**TEXT EXTRACT**

Is it even possible, indeed. Is it even worth it? What is the true value of eating locally? Why do we so instantly accept the bumper sticker worthy message. Is it about taste, social justice, or ecology?
James McWilliams articulates beautifully in Just Food that we are homesick for a time when our food supply was pure, unmitigated and pastoral. He also believes that this epoch never existed but in our nostalgic reminiscence. 'For 10,000 years humans have systematically manipulated nature to our advantage by making plants and animals do our bidding'2, he says. It would be impossible then, to return to this simple time just by undoing what agribusiness has done to our food production, proffers McWilliams, as this era never really was.
Without this template of the past upon which to navigate our food future, we are left with a mission that is decidedly contemporary. As such, it should be pursued with the objective of resolving contemporary issues. Eating locally: Is the true benefit to the individual living in the world now; to the current global community; or to the planet earth of today ...or to none of the above?
Having grown up in Istanbul, Turkey in the 40s and 50s, immigrants to the west tell stories of food superstitions that guided their local eating. "When we were kids, nobody ate grapes before the 5th of August" says Rose, one such immigrant. This is, of course, a superstition borne of (as they all are) the truth: that grapes did not ripen before the climatic conditions allowed. Typically, those conditions did not exist in that region until probably around the first week of August. Eating them before that time, would mean sour grapes - in the literal sense.

**WRITTEN TASK A**
Reproduce everything in the passage on local eating from "Without this template" down to "of the above?", keeping the wording unchanged.

**RECORDS FOR PROCESSING**
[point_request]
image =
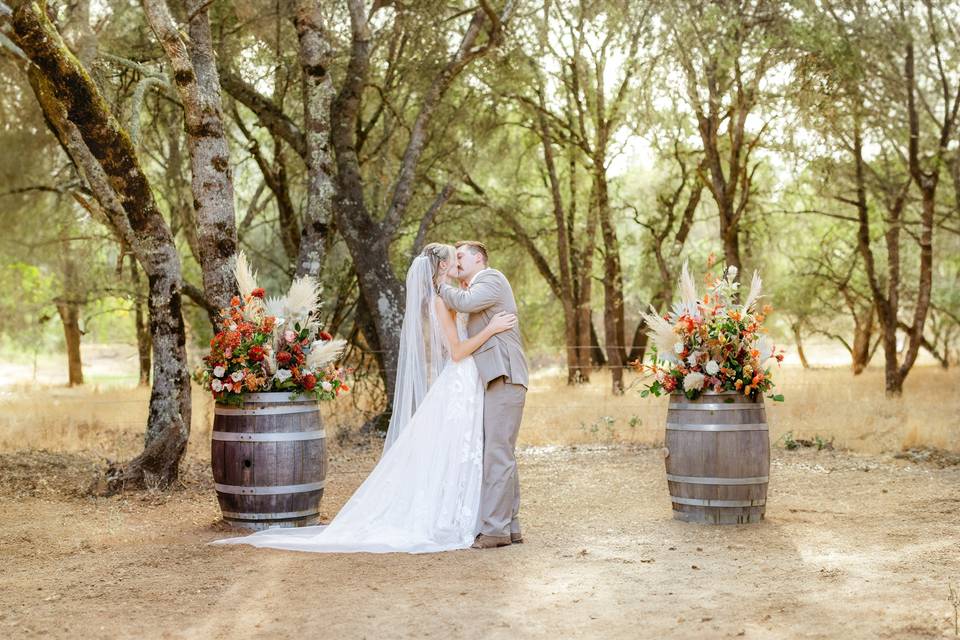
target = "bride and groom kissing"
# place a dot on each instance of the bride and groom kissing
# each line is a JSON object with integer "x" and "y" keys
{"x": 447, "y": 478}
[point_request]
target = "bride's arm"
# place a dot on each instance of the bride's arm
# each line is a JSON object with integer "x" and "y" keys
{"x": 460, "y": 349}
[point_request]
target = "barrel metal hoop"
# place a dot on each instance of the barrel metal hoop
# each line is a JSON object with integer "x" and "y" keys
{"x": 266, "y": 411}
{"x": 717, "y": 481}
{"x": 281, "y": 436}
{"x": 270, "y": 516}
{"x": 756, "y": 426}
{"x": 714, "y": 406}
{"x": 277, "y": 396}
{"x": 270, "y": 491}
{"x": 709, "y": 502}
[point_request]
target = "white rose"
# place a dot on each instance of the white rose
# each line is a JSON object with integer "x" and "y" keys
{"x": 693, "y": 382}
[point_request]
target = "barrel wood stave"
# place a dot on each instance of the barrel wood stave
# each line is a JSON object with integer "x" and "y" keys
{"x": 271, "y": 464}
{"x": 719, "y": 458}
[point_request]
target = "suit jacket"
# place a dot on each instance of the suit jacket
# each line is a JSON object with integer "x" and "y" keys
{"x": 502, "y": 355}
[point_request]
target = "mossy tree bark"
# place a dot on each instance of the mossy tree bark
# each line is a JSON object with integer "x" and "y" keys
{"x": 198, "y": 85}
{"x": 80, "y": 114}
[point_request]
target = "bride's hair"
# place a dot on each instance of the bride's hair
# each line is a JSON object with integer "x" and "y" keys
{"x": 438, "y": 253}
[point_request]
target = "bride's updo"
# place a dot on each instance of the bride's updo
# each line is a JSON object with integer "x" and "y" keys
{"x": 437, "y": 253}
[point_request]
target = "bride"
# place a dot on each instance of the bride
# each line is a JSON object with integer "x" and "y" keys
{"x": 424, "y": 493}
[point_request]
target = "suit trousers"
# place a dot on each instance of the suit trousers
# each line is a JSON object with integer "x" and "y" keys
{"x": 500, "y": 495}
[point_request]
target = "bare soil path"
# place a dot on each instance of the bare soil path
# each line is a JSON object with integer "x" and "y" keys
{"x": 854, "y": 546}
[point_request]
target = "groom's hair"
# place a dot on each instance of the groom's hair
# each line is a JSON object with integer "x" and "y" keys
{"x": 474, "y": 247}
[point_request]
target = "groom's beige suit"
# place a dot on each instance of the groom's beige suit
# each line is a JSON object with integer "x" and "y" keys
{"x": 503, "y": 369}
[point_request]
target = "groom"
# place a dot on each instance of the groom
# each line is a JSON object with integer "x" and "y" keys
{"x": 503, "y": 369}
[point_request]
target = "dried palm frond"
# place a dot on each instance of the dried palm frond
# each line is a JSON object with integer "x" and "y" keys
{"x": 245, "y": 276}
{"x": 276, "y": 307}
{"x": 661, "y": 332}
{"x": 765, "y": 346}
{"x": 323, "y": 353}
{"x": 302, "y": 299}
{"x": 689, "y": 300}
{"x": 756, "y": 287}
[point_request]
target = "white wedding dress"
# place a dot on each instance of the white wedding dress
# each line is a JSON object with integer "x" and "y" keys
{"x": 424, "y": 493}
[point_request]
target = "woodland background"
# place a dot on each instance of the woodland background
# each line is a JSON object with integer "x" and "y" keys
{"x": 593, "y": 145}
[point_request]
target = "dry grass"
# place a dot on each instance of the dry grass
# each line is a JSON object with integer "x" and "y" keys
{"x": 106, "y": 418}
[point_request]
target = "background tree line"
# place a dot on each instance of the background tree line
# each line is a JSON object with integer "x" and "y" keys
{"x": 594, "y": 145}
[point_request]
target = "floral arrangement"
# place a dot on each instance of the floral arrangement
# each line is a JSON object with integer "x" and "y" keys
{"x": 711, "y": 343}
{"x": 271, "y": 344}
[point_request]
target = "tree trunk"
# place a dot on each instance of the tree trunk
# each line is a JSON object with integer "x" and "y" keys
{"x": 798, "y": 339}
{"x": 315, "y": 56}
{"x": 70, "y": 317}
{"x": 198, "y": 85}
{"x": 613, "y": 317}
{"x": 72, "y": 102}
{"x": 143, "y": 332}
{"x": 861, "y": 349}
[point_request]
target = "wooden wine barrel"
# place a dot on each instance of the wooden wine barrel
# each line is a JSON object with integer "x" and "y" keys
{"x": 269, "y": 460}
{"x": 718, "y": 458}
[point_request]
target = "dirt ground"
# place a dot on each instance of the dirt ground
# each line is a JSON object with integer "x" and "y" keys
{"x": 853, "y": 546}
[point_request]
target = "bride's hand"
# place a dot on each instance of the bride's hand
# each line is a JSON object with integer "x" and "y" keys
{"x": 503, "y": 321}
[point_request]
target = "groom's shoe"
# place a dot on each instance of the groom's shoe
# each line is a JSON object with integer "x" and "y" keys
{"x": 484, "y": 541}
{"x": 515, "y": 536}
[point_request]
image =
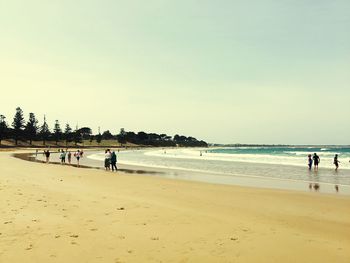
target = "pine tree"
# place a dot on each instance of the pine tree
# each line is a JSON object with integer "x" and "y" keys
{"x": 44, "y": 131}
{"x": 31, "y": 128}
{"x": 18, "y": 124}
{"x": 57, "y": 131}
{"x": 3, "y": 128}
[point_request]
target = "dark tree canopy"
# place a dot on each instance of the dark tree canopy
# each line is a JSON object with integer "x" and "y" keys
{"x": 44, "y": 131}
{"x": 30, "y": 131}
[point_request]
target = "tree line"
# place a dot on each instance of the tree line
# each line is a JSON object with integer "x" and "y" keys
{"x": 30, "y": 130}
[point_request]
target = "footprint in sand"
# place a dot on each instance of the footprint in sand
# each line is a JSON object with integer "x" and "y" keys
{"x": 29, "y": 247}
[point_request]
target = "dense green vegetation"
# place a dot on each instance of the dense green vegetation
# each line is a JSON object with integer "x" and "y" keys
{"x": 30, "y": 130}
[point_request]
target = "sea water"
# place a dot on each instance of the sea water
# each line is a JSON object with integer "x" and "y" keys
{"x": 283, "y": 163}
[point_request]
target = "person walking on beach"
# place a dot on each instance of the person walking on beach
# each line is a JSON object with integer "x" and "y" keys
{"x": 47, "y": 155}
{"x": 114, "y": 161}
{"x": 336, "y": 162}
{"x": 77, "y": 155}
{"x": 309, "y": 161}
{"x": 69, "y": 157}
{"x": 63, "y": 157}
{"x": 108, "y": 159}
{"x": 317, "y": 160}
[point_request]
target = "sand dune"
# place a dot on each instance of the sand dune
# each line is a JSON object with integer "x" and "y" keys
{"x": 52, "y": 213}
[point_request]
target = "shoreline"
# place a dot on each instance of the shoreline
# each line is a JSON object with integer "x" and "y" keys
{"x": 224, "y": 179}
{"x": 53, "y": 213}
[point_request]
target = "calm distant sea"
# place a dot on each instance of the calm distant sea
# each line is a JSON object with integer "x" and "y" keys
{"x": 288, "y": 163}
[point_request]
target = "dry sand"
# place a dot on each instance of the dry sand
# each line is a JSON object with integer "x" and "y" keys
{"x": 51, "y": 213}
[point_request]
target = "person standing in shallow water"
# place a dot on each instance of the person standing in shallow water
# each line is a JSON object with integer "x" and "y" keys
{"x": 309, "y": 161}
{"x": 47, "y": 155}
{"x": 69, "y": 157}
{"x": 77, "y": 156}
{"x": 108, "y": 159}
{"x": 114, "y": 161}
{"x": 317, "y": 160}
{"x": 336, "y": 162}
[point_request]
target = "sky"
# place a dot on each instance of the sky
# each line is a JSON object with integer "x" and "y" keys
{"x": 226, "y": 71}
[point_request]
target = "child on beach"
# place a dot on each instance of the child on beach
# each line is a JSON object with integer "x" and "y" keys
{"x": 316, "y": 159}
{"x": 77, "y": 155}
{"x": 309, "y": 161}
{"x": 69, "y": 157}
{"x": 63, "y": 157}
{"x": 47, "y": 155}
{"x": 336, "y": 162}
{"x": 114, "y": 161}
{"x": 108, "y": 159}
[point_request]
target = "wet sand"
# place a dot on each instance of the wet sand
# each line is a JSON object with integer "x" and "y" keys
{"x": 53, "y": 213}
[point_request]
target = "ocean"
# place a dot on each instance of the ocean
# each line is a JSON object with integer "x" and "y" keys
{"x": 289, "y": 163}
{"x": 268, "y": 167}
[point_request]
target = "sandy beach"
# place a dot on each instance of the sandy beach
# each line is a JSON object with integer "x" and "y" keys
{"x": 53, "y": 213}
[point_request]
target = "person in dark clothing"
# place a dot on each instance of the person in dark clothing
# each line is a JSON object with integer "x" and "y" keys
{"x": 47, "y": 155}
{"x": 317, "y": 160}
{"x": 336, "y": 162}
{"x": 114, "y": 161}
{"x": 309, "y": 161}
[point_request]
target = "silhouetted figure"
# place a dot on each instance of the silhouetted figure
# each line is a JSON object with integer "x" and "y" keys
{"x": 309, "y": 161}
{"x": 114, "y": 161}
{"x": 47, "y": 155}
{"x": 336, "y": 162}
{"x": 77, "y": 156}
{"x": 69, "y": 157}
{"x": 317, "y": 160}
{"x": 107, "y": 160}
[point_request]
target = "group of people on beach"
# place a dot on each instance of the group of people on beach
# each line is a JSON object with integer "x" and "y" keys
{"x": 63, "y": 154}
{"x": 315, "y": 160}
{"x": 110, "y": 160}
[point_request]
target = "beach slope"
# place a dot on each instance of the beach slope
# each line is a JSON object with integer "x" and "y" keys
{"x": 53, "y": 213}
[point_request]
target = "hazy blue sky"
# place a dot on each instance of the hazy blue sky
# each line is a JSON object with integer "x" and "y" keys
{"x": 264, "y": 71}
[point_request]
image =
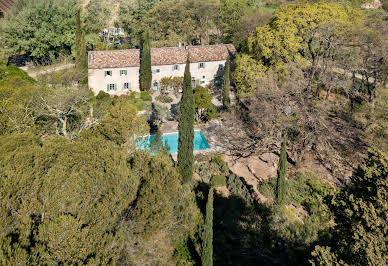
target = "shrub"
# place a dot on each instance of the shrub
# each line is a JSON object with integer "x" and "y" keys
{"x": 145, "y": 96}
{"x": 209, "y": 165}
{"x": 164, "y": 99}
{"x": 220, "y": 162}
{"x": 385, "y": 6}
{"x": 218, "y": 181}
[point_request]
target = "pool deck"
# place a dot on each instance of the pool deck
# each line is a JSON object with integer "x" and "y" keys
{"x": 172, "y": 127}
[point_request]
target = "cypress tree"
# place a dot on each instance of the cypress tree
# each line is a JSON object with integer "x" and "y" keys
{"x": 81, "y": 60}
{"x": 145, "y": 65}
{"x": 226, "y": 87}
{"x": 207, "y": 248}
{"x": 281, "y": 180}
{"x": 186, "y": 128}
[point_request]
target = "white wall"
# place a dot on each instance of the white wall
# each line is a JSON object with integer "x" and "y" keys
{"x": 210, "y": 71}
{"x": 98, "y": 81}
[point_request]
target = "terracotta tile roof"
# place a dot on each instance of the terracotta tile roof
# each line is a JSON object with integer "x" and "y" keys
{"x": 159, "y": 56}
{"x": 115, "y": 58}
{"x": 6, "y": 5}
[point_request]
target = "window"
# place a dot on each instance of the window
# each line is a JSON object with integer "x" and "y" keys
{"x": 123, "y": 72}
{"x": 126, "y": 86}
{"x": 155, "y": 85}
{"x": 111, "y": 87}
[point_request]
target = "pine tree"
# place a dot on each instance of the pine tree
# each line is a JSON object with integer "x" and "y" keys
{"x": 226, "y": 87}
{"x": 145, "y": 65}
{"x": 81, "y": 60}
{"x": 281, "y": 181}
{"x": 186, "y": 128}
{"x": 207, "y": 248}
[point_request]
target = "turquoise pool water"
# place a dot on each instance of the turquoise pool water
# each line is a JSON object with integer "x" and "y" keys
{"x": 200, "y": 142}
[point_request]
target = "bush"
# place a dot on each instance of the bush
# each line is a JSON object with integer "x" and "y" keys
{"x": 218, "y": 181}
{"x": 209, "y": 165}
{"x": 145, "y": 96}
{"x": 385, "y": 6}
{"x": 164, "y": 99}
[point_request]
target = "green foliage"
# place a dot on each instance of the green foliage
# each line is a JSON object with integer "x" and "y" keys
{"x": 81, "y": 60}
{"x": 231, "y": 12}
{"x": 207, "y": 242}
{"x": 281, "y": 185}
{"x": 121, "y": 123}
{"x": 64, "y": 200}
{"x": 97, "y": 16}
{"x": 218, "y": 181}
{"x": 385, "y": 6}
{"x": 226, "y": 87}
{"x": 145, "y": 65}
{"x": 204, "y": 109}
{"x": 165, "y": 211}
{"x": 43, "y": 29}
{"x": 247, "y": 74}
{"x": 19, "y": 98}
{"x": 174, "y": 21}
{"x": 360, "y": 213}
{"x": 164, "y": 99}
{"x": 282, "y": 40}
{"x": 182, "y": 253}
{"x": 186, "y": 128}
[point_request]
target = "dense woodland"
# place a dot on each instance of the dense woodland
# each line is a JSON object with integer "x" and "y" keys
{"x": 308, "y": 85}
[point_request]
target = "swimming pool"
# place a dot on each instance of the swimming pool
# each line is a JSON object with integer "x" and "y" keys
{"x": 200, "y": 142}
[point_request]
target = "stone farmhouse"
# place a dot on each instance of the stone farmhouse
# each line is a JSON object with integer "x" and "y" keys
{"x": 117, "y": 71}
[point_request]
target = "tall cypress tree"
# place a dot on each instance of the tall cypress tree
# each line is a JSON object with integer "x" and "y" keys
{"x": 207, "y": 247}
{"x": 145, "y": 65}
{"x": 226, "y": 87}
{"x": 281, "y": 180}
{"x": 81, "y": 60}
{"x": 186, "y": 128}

**WRITTEN TASK B**
List each line of the records that contains the string "floral", matching its case exactly.

**COMPLETE RESPONSE A**
Without this template of the past upon which to navigate our food future, we are left with a mission that is decidedly contemporary. As such, it should be pursued with the objective of resolving contemporary issues. Eating locally: Is the true benefit to the individual living in the world now; to the current global community; or to the planet earth of today ...or to none of the above?

**COMPLETE RESPONSE B**
target = "floral arrangement"
# place a dot on each instance of the floral arrangement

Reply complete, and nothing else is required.